▶ [QUELLE]
========

Den Auftrag, eine Statue für einen Trinkbrunnen vor der Kleinen Kirche zu gestalten, habe Taucher laut Sigrun direkt vom Herzog erhalten: "Damals gab es noch keine Trinkwasserversorgung wie heute." Solche Trinkbrunnen seien daher von großer Bedeutung für die Versorgung der Stadtbevölkerung gewesen.
Roßwaag wird in den Krieg eingezogen
Als junger Mann war es für Roßwaag ungewöhnlich, einen so präsenten Brunnen zu zieren. Im Laufe seines Lebens habe dies jedoch keine Rolle mehr gespielt, erklärt Sigrun, obwohl die Kunst den jungen Roßwaag stets begleitet habe. "Mein Vater war von Beruf Kunstschmied und Ziseleur – ein Beruf, der heute gar nicht mehr existiert."

Das Leben hatte den Brunnenknaben stark gezeichnet. "Er war ja im Ersten und im Zweiten Weltkrieg." Im Ersten Weltkrieg verlor der damals junge Mann sein Gehör, während die Folgen des Zweiten Weltkriegs für Roßwaag noch weitreichender waren.
Als der Zweite Weltkrieg ausbrach, war Roßwaag bereits verheiratet und hatte drei Töchter. Im Krieg wurde sein Bein schwer verletzt; eine Granate riss ihm das Wadenbein heraus. Sigrun erinnert sich an die schwierigen Zeiten: "Ich habe als kleines Kind nach dem Krieg täglich sein Bein verbunden."
Roßwaag baute im zerbombten Karlsruhe ein Haus für die ganze Familie
"Mein Vater war durch den Krieg stark gezeichnet und geschädigt. Doch er vollbrachte wirklich Unmögliches. Nach dem Krieg baute er mit seinen drei Töchtern in der Erzbergerstraße ein zweieinhalbstöckiges Haus." Die Mädchen hoben die gesamte Baugrube von Hand aus, mit Pickel und Schaufeln. Das Erdreich transportierten sie mit einem Schubkarren über Dielen, während ihr Vater das Haus errichtete.

An der Stelle, wo heute die amerikanischen Bauten der Besatzungsmächte stehen, befand sich ein Bahnwärterhaus aus Backsteinen, das zerbombt worden war. Sigruns Vater kaufte das Bahnwärterhaus der Stadt Karlsruhe ab, riss die Backsteine ein und brachte sie mit seinem Fahrradanhänger auf den Bauplatz. Dort saßen die drei Töchter mit Hämmern und putzten die Backsteine, während ihr Vater sie verbaute.
"Alles wurde selbst gemacht. Es war erstaunlich, was nach dem Krieg möglich war. Man nahm das, was man hatte, und überlegte, wie man damit etwas schaffen konnte." Sigrun erklärt: "Er wollte einfach für seine Familie ein Zuhause, ein Dach über dem Kopf haben."

Zuletzt wollte er einen Schrebergarten haben: "Vor dem Haus gab es einen Vorgarten, in denen die Familie Kartoffeln pflanzte, aber das Essen war auch noch lange nach dem Krieg sehr knapp."

========

▶ [DATENSÄTZE]
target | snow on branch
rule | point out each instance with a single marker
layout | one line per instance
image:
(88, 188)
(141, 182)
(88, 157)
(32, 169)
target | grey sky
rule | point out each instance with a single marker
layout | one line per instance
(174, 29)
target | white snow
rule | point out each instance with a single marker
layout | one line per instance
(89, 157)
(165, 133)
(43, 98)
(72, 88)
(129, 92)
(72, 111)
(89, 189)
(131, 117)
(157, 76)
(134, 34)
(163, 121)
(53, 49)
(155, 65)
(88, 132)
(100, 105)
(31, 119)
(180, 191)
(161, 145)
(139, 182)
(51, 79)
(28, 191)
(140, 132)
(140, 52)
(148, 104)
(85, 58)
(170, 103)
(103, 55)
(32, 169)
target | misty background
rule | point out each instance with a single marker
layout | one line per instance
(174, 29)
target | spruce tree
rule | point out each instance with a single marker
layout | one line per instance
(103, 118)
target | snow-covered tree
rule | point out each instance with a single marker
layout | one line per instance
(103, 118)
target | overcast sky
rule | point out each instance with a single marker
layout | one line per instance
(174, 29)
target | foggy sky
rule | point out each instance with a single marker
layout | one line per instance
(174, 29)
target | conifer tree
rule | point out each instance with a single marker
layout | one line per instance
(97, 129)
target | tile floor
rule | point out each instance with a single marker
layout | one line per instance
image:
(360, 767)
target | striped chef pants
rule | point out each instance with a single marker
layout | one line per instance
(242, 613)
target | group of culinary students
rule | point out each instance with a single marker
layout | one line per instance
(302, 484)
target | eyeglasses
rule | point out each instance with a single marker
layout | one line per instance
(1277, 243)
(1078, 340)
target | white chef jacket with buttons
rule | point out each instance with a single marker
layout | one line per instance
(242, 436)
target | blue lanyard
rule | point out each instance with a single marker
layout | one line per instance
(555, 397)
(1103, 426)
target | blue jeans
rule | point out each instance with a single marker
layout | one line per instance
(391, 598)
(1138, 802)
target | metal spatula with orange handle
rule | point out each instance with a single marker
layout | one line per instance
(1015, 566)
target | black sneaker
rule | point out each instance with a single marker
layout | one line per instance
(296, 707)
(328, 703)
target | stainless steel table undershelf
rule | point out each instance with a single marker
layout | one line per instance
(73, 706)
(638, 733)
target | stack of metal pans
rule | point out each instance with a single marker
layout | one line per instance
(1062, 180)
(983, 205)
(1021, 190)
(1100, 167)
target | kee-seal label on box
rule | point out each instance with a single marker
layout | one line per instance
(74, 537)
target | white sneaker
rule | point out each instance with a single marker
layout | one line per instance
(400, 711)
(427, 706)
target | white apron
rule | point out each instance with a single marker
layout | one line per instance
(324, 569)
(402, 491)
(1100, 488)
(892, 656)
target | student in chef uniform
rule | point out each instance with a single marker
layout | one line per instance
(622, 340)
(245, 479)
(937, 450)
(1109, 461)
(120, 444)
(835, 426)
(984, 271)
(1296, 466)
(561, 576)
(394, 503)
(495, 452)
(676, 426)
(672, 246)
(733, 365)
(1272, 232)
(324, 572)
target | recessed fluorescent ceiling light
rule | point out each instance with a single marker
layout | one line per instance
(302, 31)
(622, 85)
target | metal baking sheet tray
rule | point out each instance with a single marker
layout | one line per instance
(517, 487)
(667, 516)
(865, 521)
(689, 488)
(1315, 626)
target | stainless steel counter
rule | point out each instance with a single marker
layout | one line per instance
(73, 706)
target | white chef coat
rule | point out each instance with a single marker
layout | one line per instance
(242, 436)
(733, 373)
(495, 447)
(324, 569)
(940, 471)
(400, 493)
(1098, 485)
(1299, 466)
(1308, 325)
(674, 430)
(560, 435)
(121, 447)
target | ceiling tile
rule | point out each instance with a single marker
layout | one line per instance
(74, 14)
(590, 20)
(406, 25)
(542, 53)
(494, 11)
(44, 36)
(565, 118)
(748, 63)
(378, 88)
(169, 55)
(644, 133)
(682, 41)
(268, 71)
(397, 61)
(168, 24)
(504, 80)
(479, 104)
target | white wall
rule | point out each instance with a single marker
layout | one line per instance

========

▶ [ANWEISUNGEN]
1. Gib den Abschnitt der Quelle wörtlich wieder, der mit den Worten „Als der Zweite“ beginnt und mit „das Haus errichtete.“ endet.
2. Zähle alle Eigennamen von Orten, Gebäuden und Straßen auf, die in der Quelle vorkommen.

▶ [GEGEBENE ANTWORTEN]
1.
Als der Zweite Weltkrieg ausbrach, war Roßwaag bereits verheiratet und hatte drei Töchter. Im Krieg wurde sein Bein schwer verletzt; eine Granate riss ihm das Wadenbein heraus. Sigrun erinnert sich an die schwierigen Zeiten: "Ich habe als kleines Kind nach dem Krieg täglich sein Bein verbunden."
Roßwaag baute im zerbombten Karlsruhe ein Haus für die ganze Familie
"Mein Vater war durch den Krieg stark gezeichnet und geschädigt. Doch er vollbrachte wirklich Unmögliches. Nach dem Krieg baute er mit seinen drei Töchtern in der Erzbergerstraße ein zweieinhalbstöckiges Haus." Die Mädchen hoben die gesamte Baugrube von Hand aus, mit Pickel und Schaufeln. Das Erdreich transportierten sie mit einem Schubkarren über Dielen, während ihr Vater das Haus errichtete.

2. Kleine Kirche, Karlsruhe, Erzbergerstraße